Can you reproduce every line of the records below, word for word and in the same order?

-.-.-

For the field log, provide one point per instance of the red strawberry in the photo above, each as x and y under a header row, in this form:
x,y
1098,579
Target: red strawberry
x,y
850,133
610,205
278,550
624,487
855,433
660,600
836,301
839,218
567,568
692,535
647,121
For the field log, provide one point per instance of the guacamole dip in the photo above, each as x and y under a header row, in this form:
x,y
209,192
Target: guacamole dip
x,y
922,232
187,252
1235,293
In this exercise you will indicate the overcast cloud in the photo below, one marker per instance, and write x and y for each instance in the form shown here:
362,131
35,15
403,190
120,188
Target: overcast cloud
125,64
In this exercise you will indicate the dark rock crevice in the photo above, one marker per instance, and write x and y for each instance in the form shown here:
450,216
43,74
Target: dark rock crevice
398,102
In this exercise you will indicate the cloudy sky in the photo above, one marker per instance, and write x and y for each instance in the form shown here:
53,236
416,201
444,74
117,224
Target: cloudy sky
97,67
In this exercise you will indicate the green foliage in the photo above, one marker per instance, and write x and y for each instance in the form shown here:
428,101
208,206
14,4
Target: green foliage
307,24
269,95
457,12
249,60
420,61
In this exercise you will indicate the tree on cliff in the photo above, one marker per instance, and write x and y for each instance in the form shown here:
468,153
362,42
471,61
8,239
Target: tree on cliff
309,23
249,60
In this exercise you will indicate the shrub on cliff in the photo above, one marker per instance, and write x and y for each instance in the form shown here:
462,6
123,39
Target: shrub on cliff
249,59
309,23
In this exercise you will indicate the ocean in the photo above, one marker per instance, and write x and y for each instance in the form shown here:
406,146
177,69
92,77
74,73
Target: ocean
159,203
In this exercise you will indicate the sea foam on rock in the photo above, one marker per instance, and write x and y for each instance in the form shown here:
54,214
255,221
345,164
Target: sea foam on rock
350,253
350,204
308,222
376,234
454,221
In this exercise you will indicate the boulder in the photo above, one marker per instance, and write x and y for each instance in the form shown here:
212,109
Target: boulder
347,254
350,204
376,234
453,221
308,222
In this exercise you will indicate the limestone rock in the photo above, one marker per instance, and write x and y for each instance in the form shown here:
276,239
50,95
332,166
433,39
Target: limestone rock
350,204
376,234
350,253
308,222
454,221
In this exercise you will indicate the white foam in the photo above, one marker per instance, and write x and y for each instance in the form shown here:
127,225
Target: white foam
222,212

-.-.-

* _Correct output_:
For the field log, provide one point per instance of the red strawberry in the photo above, each as x and y under a header row, in this form:
x,y
1098,579
Target: red strawberry
x,y
850,133
610,205
278,550
624,487
855,433
660,600
836,301
839,218
567,568
692,535
647,121
For the field log, provide one point per instance of the guacamole dip in the photo above, each as x and y under a header row, in this form:
x,y
209,192
Target: guacamole dip
x,y
922,232
187,252
1235,293
In this exercise you will indicate the overcast cloud in the photo below, one marker per instance, and write x and y for each instance in the form shown here:
362,131
35,15
403,190
120,188
Target: overcast cloud
125,64
In this exercise you will indicate the dark rock crevice in the photo above, one marker per instance, and write x and y for each instance in the form shown here:
450,216
43,74
Target: dark rock crevice
398,102
In this exercise you will indicate the cloudy sky in the photo above, one marker per instance, and write x and y for each instance in the form shown here:
53,236
416,201
444,74
117,224
Target: cloudy sky
97,67
In this exercise you will indicate the green foliage in the photo above, one marker per instance, and write x and y for each instance in the form shown here:
428,101
208,206
14,4
Target: green foliage
307,24
269,95
457,12
249,60
420,61
In this exercise you will indicate the tree on cliff in the photo above, one marker per instance, and write x and y for each instance in the form shown here:
468,153
362,42
471,61
8,239
Target: tree on cliff
309,23
249,60
In this exercise you will indicate the shrub on cliff in the photo above, one marker per instance, and write x and y for each instance in the form shown here:
462,6
123,39
Target: shrub on cliff
249,59
309,23
In this exercise you will indicate the ocean in the photo above, one marker per instance, and write x and y for each instance in the form shown here:
406,146
177,69
92,77
74,73
Target: ocean
159,203
In this exercise you will indicate the sea foam on rock in the photo above, one marker per instance, and write x and y for each instance in the form shown here:
54,214
255,221
345,164
Target: sea foam on rock
350,253
350,204
308,222
376,234
454,221
In this exercise you will indicate the boulder in the photo above, one marker per instance, and write x and y for each instance in the form shown here:
212,109
Target: boulder
347,254
350,204
376,234
453,221
308,222
In this exercise you will indicate the limestone rock in the photo above, one marker per instance, and write x and y for each instance in the form shown here:
276,239
50,95
332,166
433,39
Target: limestone rock
350,204
376,234
350,253
308,222
454,221
In this exercise you will indicate the white foam in the photo above, one marker per instance, and write x and y for each instance in the form shown here:
127,225
Target: white foam
222,212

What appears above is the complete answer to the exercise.